İHD Şanlıurfa Şubesi Başkanı Cemal Babaoğlu sözde Ceylanpınar`da halkı gezerek bir nabız yoklaması yapmış. İnsanların haklarını araması gereken Babaoğlu bakın neler söylemiş:
"Ceylanpınar`a vardığımızda kimlerle görüşeceğimizi planladık. Önce seçilmişler yani belediye, siyasi partiler, STÖ`leri muhtarlar ve en son Kaymakam ziyaret edilecek, Demokrasinin kriteri budur. Seçilmişlere her daim öncelik verilir… Görüştüğümüz kurumlar; Ceylanpınar Belediye başkan ve yardımcıları, Esnaf ve sanatkârlar odası, Tarım İş sendikası, Yenişehir mahalle muhtarı, BDP ile CHP ilçe örgütleri ve çatışmalarda seken kurşunlardan yaşamını yitiren ailelerle görüştük” diyor.
Babaoğlu, şimdiye kadar savunanları tarafından teoride yaldızlı sözlerle pazarlanıp pratikte hiçbir zaman görülmeyen demokrasiden dem vuruyor. Ama ne yazık ki her yerde olduğu gibi bizim Ceylanpınar`da da ‘sadece bize demokrasi` mantığı devreye giriyor. Demokrasiden dem vuran Babaoğlu Ceylanpınar`da faaliyet gösteren 40 sivil Toplum Kuruluşundan sadece kendisi gibi düşünenleri ziyaret ediyor. Diğer STK`ları ile HÜDA PAR gibi bir partiyi ziyaret etmeyi düşünmüyor. Dedim ya demokrasi dedikleri sadece kendileri gibi düşünenler için geçerlidir. YaniBabaoğlu, birkaç parti ve STK`nın görüşlerini tüm Ceylanpınar halkının görüşüymüş gibi göstermeye çalışıyor.
Sahi yıllardır ağızlardan düşürülmeyen şu demokrasi nimetinden! İnsanlar ne zaman faydalanacaklar. Gerçi Cezayir ve Mısır örneğinde olduğu gibi koca koca adamların ağızlarında geveleyip durdukları demokrasinin ne olduğunu gördük. İşte bizim memleketimizde de aynı şey geçerli demokrasi ama bazıları için… Mesela bölgede demokrasi havariliğine soyunanların kendileri gibi düşünmeyen kurumlara neler yaptıklarını hepimiz biliyoruz.

Yönergeler
**a)** Ceylanpınar ziyaretini konu alan yazıya göre şu soruları cevaplayın:
(i) Cemal Babaoğlu hangi kuruluşun hangi şubesinin başkanıdır?
(ii) Ceylanpınar'da kaç sivil toplum kuruluşu faaliyet göstermektedir?
(iii) Yazar, demokrasinin ne olduğunu hangi iki ülkenin örneğinde gördüklerini söylüyor?
**b)** Ceylanpınar ziyaretini konu alan yazıda adı geçen bütün siyasi partileri sıralayın.
**c)** Ceylanpınar ziyaretini eleştiren yazıyı son cümlesinden sonra birkaç cümleyle sürdürün.

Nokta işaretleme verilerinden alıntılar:
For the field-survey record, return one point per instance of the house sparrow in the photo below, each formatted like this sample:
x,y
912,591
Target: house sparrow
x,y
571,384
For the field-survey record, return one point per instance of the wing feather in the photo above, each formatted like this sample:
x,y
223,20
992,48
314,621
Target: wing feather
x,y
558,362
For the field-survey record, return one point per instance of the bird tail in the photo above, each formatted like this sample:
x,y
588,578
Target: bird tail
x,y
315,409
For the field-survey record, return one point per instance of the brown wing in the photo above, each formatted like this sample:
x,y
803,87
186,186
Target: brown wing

Soruların Cevapları
**a)**
(i) İHD Şanlıurfa Şubesi
(ii) 40
(iii) Cezayir ve Mısır

**b)** BDP, CHP, HÜDA PAR

**c)**
Babaoğlu devamla”Ceylanpınar izlenimlerim bana 1993`teki Hizbullah adı altında Kürt yurtseverlerine yönelik Hizbulkontra saldırılarını hatırlattı. Birebir benzeme olmassada içerik olarak hedef kitlenin Kürt halkı olması, EL- Kaide adlı örgütün Kürtlerle nasıl karşı karşıya getirildi sorularının yanıtı, kontra faaliyetlerinde 90 yıllık tecrübeye sahip olan ülkenin bunu rahatlıkla gerçekleştire bileceği gerçeği ile karşı karşıyayız…" diyerek PKK`nin Kandi`deki liderlerinden Murat Karayılan ile ters düşüyor. Hâlbuki Karayılan geçtiğimiz Haziran ayında Yeni Özgür Politika Gazetes`ne yaptığı açıklamada, Hizbullah Cemaati`ne yönelik Hizbul-Kontra suçlamasının yeni dönemin gerçekliğiyle uyuşmadığını belirtmişti.
PKK lideri, örgütün bünyesindeki medyaya (ANF) direktif niteliğinde yaptığı çağrıda, "...özellikle bizim medyanın yeni bir dil ve üslup geliştirmesi gerekiyor. Eskisi gibi Hizbulkontra demek yeni dönemin gerçekliğiyle uyuşmuyor."sözlerini sarf etmişti.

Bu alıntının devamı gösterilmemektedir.